— start The input —

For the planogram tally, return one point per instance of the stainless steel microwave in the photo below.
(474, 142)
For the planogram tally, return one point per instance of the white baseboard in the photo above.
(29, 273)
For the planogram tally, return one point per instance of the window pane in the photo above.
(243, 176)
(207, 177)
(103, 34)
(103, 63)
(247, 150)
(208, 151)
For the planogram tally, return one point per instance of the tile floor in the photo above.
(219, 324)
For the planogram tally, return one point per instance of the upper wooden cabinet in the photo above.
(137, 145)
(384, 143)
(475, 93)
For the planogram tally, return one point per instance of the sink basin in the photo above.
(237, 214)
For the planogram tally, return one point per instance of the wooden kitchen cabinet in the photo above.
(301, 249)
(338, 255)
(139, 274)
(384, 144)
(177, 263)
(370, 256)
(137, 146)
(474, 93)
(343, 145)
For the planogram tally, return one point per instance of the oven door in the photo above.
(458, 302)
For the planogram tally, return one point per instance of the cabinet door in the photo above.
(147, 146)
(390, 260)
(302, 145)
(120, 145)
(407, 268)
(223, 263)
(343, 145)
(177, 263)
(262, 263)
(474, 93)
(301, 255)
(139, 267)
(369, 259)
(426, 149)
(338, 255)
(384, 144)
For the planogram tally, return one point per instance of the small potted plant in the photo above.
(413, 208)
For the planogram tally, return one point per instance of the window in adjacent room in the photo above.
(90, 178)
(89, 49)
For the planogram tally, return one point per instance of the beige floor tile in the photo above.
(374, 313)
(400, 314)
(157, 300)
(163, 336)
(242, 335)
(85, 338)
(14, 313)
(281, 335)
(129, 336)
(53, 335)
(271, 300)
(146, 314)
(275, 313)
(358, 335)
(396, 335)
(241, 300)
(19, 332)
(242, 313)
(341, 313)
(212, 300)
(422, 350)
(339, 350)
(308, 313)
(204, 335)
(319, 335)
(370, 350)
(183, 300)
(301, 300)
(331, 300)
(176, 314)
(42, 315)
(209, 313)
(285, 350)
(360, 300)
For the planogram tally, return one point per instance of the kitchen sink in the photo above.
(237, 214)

— end The input —

[Short task] Return the listing above in its exact form.

[Solution below]
For the planogram tally, return one point per instance of the stainless steel microwave in the photo below.
(474, 142)
For the planogram tally, return one point per instance of the white baseboard in the photo above.
(29, 273)
For the planogram tally, return one point per instance of the window pane in the photo above.
(243, 176)
(207, 177)
(103, 34)
(103, 63)
(247, 150)
(208, 151)
For the planogram tally, return one point per instance of the tile floor in the photo above.
(219, 324)
For the planogram tally, return one point per instance of the upper wooden cabinet in the photo above.
(137, 145)
(384, 143)
(475, 93)
For the planogram tally, return one point per instance of the sink basin in the photo above.
(237, 214)
For the planogram tally, return one point per instance of the wooden kitchen cabinet in the photo above.
(301, 249)
(338, 255)
(139, 274)
(384, 144)
(177, 263)
(370, 256)
(137, 146)
(474, 93)
(343, 145)
For the planogram tally, return one point per instance of the oven door in the photo above.
(458, 302)
For the planogram tally, return one point per instance of the cabinet door in the photo above.
(147, 146)
(390, 260)
(302, 145)
(120, 145)
(407, 268)
(223, 263)
(343, 145)
(177, 263)
(262, 263)
(474, 93)
(301, 255)
(139, 267)
(369, 259)
(426, 149)
(338, 255)
(384, 144)
For the planogram tally, return one point per instance of the small potted plant in the photo above.
(413, 208)
For the planogram tally, return one point per instance of the window in adjacent room in the photo above.
(90, 178)
(89, 49)
For the planogram tally, return one point per instance of the beige floor tile in the photo above.
(374, 313)
(400, 314)
(157, 300)
(163, 336)
(242, 335)
(85, 338)
(14, 313)
(281, 335)
(129, 336)
(53, 335)
(271, 300)
(146, 314)
(275, 313)
(358, 335)
(396, 335)
(241, 300)
(19, 332)
(242, 313)
(341, 313)
(212, 300)
(422, 350)
(339, 350)
(308, 313)
(204, 335)
(319, 335)
(370, 350)
(183, 300)
(301, 300)
(331, 300)
(176, 314)
(42, 315)
(209, 313)
(285, 350)
(360, 300)
For the planogram tally, return one point per instance of the kitchen sink in the photo above.
(237, 214)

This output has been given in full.